## [Directives]
A - From the passage on Arkansas farming, retype everything from "NRCS staff made" down to "the federal government.".
B - In the passage on Arkansas farming, how many farm bankruptcies did Arkansas have last year?

## [Text passage]
_ _ _

Wells says the two of them worked on ways to maximize production for his sheep farm. They implemented an automatic watering system and cross-fencing that let the animals do rotational grazing. This plan kept his animals healthier and made the land healthier, too.
"It's one of those things I would have not been able to do had they not helped with that."
NRCS staff made it possible for Wells to come up with this plan through staffing in his county, and helped him subsidize some of the costs of the upgrades.
"This will be the lifetime improvements for my farm with the things that they've helped me do with this cross-fencing and these automatic waters. I had an investment on the front end, but it's going to be a lifetime of improvements for that farm."
Agriculture is Arkansas's largest industry. The Farm Bureau of Arkansas says farmers and ranchers add more than $20 billion to the state's economy annually. But farming in Arkansas is also at a crossroads. There were more farm bankruptcies in Arkansas last year than in any other state — 33 — and it's unclear how much help is on the way from the federal government.
"NRCS lost 22% of its staff last year overall, and that amounted to 2,673 employees between January and June 2025."
That's Rebecca Bartels, the executive director of Invest in Our Land. It's a national advocacy organization that works with farmers to bring more awareness to the roles of agriculture and conservation.
That time frame she mentions — January to June 2025 — was when Elon Musk worked alongside the Trump administration to cut the budgets and staff of almost every federal agency, from USAID to USDA.

_ _ _

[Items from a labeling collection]
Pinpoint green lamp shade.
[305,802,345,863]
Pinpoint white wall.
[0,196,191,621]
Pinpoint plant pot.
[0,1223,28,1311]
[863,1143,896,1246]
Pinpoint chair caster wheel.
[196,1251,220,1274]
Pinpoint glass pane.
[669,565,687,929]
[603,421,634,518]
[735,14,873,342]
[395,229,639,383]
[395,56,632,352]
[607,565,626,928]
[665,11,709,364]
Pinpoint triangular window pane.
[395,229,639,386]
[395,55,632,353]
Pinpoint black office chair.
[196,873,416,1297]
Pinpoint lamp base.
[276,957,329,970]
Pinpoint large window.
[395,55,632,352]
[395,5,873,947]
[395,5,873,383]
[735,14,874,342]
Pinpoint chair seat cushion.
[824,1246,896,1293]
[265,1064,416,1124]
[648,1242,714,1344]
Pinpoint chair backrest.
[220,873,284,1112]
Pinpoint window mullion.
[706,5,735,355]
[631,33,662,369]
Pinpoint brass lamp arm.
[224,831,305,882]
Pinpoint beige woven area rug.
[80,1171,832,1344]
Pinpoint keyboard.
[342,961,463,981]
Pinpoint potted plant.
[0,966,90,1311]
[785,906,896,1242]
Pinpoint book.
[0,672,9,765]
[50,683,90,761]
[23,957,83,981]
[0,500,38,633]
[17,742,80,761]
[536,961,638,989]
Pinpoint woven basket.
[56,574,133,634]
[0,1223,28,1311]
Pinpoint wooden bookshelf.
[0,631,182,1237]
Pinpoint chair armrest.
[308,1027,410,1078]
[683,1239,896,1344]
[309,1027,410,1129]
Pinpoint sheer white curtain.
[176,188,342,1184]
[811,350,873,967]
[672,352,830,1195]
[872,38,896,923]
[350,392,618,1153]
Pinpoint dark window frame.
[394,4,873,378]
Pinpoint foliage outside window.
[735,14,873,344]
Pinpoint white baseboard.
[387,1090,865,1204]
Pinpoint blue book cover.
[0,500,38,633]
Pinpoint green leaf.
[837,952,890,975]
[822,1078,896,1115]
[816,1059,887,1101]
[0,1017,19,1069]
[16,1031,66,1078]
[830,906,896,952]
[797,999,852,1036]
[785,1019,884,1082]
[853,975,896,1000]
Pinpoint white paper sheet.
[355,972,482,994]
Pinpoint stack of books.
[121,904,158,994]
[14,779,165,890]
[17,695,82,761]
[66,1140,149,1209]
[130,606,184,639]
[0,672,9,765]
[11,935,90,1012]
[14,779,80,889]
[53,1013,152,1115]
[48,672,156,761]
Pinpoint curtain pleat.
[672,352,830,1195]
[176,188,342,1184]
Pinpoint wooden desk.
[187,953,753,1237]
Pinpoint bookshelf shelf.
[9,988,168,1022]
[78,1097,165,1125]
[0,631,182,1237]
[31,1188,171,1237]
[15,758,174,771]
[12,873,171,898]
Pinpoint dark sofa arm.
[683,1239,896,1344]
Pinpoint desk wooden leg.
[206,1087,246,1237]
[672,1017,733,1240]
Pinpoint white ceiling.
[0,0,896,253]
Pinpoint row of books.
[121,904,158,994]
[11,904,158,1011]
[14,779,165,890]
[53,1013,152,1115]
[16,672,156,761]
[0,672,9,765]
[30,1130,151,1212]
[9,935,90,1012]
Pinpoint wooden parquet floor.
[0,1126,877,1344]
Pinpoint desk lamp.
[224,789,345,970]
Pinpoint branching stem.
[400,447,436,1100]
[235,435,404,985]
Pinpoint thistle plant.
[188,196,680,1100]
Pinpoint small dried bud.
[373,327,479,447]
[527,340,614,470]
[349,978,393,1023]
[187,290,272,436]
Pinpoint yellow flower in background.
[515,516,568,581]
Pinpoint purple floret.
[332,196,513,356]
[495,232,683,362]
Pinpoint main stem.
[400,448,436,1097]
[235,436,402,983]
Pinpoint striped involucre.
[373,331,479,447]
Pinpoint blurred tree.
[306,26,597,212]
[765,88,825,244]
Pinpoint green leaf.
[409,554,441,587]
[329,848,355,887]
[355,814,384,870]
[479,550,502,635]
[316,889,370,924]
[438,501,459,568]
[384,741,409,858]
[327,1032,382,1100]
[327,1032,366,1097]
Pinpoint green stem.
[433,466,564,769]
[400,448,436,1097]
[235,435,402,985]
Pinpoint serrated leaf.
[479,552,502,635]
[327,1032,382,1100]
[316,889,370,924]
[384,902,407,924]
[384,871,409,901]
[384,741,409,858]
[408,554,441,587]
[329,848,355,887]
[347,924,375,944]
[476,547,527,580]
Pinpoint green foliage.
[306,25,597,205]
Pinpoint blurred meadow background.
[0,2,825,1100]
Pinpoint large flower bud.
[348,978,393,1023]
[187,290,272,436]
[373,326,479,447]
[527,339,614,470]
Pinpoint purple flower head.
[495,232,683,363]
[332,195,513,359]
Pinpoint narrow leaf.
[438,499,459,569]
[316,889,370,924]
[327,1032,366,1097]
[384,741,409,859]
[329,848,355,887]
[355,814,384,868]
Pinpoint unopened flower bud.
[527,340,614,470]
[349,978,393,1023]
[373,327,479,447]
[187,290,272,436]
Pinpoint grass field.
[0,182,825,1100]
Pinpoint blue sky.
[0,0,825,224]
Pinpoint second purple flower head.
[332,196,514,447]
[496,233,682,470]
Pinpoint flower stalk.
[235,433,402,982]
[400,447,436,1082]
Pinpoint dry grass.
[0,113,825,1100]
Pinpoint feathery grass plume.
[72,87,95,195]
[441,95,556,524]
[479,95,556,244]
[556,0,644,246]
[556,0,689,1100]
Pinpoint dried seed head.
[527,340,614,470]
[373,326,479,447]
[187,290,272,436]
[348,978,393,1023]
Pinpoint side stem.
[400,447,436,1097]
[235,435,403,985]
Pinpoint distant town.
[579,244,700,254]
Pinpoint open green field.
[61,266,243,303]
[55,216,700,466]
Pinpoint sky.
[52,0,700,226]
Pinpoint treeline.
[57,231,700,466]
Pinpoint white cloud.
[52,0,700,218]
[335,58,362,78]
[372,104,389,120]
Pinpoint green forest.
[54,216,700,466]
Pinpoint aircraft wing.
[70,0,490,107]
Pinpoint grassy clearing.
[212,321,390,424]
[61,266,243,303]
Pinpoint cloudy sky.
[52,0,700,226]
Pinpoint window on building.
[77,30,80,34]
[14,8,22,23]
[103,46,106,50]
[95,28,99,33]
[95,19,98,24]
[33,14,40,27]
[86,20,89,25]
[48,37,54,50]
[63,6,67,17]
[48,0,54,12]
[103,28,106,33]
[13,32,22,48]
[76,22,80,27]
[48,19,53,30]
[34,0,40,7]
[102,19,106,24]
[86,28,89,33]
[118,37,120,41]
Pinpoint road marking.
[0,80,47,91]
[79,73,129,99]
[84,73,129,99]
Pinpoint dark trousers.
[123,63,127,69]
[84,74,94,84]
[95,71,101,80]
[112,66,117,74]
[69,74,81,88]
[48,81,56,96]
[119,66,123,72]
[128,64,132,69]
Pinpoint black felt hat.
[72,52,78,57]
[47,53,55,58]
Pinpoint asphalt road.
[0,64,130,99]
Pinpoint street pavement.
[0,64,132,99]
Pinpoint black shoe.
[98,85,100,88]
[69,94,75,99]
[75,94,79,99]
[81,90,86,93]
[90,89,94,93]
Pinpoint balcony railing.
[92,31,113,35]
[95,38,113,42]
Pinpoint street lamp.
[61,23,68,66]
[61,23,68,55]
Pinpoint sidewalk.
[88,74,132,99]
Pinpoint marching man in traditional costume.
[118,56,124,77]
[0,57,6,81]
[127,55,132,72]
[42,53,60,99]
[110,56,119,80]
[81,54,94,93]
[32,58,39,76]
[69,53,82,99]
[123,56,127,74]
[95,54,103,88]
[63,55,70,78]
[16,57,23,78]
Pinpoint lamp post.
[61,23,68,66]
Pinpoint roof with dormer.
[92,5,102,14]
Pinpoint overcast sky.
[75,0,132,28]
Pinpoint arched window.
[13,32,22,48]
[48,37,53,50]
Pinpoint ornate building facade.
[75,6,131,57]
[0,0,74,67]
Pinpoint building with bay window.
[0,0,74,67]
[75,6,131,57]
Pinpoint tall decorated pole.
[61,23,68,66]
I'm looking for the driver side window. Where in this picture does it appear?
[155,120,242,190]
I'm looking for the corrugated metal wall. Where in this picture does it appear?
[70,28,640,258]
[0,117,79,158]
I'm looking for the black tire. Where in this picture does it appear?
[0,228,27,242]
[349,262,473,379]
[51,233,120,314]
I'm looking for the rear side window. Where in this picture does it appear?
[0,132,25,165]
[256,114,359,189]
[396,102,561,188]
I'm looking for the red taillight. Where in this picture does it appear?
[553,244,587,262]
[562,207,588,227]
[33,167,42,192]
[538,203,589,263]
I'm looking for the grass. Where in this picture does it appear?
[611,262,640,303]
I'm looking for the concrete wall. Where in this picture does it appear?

_ _ _

## [Results in order]
A -
NRCS staff made it possible for Wells to come up with this plan through staffing in his county, and helped him subsidize some of the costs of the upgrades.
"This will be the lifetime improvements for my farm with the things that they've helped me do with this cross-fencing and these automatic waters. I had an investment on the front end, but it's going to be a lifetime of improvements for that farm."
Agriculture is Arkansas's largest industry. The Farm Bureau of Arkansas says farmers and ranchers add more than $20 billion to the state's economy annually. But farming in Arkansas is also at a crossroads. There were more farm bankruptcies in Arkansas last year than in any other state — 33 — and it's unclear how much help is on the way from the federal government.

B - 33, more than any other state.